((

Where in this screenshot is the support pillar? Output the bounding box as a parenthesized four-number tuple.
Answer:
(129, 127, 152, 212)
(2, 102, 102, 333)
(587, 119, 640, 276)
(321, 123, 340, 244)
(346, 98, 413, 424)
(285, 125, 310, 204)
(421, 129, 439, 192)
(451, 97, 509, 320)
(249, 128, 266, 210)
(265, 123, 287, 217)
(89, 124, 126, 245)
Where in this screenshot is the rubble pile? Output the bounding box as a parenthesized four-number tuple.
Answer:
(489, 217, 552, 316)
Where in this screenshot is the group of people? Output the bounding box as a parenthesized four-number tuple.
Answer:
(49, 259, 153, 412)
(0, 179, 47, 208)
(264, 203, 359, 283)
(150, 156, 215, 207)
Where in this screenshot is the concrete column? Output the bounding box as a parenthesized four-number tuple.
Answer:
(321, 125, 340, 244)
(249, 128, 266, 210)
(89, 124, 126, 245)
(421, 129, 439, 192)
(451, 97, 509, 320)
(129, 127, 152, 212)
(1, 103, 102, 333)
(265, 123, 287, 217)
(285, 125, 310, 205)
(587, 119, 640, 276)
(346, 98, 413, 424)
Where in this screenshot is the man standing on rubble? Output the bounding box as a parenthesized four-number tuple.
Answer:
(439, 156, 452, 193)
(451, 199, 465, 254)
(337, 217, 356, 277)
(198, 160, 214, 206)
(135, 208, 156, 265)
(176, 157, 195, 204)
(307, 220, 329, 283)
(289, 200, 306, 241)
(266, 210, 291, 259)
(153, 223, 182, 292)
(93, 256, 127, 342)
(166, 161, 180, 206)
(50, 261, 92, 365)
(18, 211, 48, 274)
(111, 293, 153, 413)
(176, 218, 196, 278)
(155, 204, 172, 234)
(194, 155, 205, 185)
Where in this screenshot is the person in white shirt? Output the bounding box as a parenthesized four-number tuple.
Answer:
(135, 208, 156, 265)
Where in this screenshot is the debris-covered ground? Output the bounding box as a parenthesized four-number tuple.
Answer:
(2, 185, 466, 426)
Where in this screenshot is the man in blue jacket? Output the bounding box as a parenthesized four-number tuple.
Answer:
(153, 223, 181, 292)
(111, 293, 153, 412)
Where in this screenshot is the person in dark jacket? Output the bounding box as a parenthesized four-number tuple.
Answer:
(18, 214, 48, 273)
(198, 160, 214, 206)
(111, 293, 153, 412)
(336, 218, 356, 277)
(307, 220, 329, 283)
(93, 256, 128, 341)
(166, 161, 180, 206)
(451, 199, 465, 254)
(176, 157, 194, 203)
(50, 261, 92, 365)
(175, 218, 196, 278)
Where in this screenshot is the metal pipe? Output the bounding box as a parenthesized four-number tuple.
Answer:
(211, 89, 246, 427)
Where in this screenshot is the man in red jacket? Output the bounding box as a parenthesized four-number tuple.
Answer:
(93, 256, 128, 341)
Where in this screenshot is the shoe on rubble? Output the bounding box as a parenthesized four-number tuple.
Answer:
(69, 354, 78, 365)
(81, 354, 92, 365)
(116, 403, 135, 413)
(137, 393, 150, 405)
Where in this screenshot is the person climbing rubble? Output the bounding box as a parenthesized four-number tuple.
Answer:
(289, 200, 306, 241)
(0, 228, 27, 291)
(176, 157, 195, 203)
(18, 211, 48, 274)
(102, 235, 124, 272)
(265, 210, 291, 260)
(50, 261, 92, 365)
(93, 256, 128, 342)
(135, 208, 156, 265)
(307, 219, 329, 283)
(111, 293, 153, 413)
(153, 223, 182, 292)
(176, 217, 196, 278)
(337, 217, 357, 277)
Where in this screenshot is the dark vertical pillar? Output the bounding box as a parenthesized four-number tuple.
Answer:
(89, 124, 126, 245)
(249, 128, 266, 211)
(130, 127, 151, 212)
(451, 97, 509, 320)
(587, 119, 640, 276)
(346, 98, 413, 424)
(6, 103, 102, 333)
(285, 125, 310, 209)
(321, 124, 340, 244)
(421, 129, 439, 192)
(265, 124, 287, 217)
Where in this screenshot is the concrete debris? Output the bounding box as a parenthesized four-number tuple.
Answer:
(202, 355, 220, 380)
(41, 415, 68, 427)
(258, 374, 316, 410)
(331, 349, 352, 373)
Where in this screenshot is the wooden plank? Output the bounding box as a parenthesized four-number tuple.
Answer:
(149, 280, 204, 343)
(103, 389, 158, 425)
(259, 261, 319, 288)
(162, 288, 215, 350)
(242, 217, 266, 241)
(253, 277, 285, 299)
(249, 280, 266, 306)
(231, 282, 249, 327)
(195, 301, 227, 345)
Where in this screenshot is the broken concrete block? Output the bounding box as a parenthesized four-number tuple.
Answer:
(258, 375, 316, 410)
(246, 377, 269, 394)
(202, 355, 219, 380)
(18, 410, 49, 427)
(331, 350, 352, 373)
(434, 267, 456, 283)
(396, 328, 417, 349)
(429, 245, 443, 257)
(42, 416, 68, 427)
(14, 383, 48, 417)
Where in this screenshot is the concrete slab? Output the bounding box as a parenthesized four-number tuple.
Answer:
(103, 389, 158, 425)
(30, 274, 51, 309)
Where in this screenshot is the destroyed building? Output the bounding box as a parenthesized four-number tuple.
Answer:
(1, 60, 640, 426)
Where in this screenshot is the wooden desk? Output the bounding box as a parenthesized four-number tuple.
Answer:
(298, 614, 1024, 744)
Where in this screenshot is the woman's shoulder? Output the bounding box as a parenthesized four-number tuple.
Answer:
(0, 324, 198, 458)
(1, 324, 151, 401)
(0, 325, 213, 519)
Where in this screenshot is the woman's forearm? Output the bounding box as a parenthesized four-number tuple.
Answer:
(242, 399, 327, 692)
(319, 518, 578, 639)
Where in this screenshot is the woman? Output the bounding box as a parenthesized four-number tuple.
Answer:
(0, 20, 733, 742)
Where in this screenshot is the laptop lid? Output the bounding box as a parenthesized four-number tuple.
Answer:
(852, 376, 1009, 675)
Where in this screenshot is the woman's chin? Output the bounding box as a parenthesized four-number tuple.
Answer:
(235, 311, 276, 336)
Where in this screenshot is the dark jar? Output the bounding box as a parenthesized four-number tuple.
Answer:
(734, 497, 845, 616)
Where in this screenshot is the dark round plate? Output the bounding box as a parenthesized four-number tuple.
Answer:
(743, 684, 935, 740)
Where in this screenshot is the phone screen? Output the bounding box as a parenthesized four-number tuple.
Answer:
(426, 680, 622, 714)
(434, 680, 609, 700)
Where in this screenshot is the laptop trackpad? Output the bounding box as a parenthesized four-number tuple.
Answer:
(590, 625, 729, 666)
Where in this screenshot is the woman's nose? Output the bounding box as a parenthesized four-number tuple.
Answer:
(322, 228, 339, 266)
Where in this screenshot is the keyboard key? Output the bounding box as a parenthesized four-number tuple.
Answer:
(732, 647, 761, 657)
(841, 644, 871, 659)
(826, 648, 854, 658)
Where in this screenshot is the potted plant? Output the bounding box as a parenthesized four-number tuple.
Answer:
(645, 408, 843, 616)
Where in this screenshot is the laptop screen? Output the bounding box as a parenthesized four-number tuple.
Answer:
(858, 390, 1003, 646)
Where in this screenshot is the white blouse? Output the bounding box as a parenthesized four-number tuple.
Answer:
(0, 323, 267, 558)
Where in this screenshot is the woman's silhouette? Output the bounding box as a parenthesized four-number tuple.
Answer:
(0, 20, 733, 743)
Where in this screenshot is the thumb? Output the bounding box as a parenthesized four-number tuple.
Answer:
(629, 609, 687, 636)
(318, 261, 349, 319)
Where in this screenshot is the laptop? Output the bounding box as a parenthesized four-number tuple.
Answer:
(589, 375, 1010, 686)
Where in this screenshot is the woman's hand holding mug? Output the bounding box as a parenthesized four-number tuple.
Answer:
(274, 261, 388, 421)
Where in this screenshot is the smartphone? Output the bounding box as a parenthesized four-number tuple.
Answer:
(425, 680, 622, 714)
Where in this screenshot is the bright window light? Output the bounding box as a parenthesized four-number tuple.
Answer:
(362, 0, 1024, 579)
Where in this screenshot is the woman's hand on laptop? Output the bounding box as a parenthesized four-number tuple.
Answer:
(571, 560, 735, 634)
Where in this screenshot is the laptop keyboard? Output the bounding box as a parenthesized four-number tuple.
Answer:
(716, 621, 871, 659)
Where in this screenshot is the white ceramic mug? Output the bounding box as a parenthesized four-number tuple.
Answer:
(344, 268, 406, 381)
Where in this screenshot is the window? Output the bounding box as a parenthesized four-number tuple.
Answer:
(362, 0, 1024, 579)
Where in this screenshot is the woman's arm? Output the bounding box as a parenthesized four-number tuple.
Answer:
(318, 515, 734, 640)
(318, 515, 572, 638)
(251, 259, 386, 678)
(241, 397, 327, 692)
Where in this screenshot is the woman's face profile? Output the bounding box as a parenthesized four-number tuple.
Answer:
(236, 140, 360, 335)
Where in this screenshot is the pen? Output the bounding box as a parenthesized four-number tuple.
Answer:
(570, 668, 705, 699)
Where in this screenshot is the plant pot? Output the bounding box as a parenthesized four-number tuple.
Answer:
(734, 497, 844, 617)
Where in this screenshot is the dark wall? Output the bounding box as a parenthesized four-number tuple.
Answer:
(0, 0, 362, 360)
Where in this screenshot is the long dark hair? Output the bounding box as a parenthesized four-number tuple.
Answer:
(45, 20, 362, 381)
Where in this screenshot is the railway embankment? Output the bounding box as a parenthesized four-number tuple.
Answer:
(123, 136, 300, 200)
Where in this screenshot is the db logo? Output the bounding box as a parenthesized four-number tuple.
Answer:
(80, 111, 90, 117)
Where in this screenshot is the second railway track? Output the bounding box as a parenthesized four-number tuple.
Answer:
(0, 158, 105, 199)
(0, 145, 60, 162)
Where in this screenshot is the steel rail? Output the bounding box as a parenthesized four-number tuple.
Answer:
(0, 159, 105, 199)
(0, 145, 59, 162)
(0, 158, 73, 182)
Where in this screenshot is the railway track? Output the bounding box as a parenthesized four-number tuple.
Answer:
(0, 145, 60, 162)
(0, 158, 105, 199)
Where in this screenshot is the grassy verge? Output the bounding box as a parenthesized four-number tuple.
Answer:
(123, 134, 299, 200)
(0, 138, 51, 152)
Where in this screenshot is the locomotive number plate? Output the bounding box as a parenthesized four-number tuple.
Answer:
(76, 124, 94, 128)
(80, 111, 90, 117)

))

WHAT IS EXPECTED: Everything from the line that contains "Where in this screenshot is the second" through the end of the records must be duplicated exactly, and nothing outside that range.

REPLY:
Where in this screenshot is the second railway track? Output the bounding box as a parenthesized four-number tuple.
Answer:
(0, 158, 105, 199)
(0, 145, 60, 162)
Where in this screenshot is the steel rail? Output the bounding box as a parenthesized four-number tuple.
Answer:
(0, 159, 105, 199)
(0, 145, 59, 162)
(0, 158, 73, 182)
Where in this screenshot is the railway track? Output the bounding box as a parenthesized four-number tuple.
Answer:
(0, 145, 60, 162)
(0, 158, 105, 199)
Where in this screenshot is the grassy verge? Output the bounding box as a parenthesized four-number tuple.
Answer:
(123, 134, 299, 200)
(0, 138, 51, 152)
Where in this screenshot is the locomotive number plate? Output the bounding box as a parenthesized four-number tuple.
Answer:
(76, 124, 94, 128)
(80, 111, 90, 117)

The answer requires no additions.